**本文抜粋**
+++

教育相談室 かけはし 小中連携版

ある小学校に設置された教育相談室。発行する新聞「かけはし」が、やがて小・中3校を結ぶ校区新聞に発展しました。

「かけはし」を読み私たちはこう考えた②

2010年05月31日 | いじめ問題
だれも見ていないときに、手紙を書いて机に入れておくなんて、すごくひきょうだと思います。そのことで、何度も先生がみんなに注意したのに、やめずにコソコソして。見つかるのが嫌なら、やめればいいのに、と思います。同じクラスの友達が嫌な思いをしているのに続けるのはおかしいと思います。私はクラスの中で、こんなことが続いているのはすごく嫌です。《女子》

「かけはし」を読み私たちはこう考えた①

2010年05月28日 | いじめ問題
 5月17日号の『かけはし』を読んだあと、『いやがらせの手紙』についてみんながどう考えたのか、作文を書いてもらいました。作文には、注意された後も手紙を出している人がいることへの驚きと、平気で人を傷つけることへの怒りであふれていました。また同時に、「孤立している人を作らないようにしよう」と呼びかけるものもあり、みんなの正義感と優しさを感じることができました。一部紹介します。

+++

**やること**
a – 本文抜粋の5月28日付の記事で、書き手が「みんなの正義感と優しさ」を感じることができたのはなぜですか。1〜3文で説明してください。
b – 本文抜粋のうち、「2010年05月28日 | いじめ問題」で始まり「できました。一部紹介します。」までの部分を、一字一句そのまま書き写してください。
エントリーは本文抜粋を使う作業とは関係ありません。

+++

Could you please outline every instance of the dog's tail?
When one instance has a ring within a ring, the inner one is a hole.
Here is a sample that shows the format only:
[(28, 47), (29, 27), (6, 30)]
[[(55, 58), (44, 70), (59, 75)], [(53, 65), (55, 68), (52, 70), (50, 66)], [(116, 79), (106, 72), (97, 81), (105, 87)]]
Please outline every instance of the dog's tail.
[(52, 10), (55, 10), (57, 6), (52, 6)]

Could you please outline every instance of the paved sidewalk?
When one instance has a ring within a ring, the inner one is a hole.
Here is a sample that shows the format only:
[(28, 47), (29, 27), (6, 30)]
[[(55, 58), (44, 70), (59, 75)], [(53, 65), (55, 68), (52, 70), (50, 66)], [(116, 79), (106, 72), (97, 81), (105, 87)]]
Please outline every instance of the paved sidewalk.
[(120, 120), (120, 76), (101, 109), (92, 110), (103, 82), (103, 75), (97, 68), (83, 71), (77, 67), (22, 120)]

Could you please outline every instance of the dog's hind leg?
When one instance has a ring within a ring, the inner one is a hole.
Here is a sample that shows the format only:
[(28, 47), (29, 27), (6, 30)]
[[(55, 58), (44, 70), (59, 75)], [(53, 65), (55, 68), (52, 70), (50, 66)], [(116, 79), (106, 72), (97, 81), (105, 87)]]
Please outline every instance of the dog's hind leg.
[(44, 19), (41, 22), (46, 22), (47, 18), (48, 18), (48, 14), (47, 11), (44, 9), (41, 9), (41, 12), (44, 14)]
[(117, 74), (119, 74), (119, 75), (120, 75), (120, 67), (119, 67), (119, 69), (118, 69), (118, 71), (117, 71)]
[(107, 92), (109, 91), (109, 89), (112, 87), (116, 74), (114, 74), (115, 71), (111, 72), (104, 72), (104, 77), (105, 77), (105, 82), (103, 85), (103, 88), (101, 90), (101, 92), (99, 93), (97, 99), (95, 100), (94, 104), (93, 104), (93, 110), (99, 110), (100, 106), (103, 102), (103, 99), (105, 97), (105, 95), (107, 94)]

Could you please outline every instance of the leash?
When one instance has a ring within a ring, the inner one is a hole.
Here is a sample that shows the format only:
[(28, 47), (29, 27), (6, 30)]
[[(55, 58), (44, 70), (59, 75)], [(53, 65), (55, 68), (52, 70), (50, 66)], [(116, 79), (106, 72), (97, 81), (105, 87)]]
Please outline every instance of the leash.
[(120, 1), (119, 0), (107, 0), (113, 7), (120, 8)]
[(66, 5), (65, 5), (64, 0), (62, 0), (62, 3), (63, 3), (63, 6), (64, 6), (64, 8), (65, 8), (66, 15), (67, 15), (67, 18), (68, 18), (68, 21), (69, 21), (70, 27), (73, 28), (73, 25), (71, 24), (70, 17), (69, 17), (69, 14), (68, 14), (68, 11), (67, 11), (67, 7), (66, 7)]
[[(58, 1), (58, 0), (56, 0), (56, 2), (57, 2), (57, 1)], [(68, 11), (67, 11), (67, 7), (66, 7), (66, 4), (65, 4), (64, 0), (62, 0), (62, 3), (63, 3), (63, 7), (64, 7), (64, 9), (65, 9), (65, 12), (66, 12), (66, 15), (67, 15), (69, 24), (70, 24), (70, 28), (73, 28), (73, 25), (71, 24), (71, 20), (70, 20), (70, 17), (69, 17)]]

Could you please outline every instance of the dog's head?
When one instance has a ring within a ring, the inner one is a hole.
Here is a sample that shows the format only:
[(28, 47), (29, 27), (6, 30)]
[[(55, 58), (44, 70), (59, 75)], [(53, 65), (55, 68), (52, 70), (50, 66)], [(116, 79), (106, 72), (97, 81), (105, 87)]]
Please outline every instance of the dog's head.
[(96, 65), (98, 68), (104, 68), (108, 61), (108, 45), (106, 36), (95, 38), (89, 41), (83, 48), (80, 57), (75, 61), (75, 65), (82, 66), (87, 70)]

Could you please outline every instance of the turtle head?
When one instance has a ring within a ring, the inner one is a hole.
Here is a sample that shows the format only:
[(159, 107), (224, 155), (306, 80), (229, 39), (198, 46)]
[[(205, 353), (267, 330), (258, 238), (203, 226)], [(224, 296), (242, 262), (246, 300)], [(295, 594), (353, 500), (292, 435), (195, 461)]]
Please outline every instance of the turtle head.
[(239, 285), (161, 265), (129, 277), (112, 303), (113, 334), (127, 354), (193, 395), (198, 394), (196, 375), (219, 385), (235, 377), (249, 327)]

+++

**解答**
a – 作文の中に、「孤立している人を作らないようにしよう」と呼びかけるものがあったからです。

b –
2010年05月28日 | いじめ問題
 5月17日号の『かけはし』を読んだあと、『いやがらせの手紙』についてみんながどう考えたのか、作文を書いてもらいました。作文には、注意された後も手紙を出している人がいることへの驚きと、平気で人を傷つけることへの怒りであふれていました。また同時に、「孤立している人を作らないようにしよう」と呼びかけるものもあり、みんなの正義感と優しさを感じることができました。一部紹介します。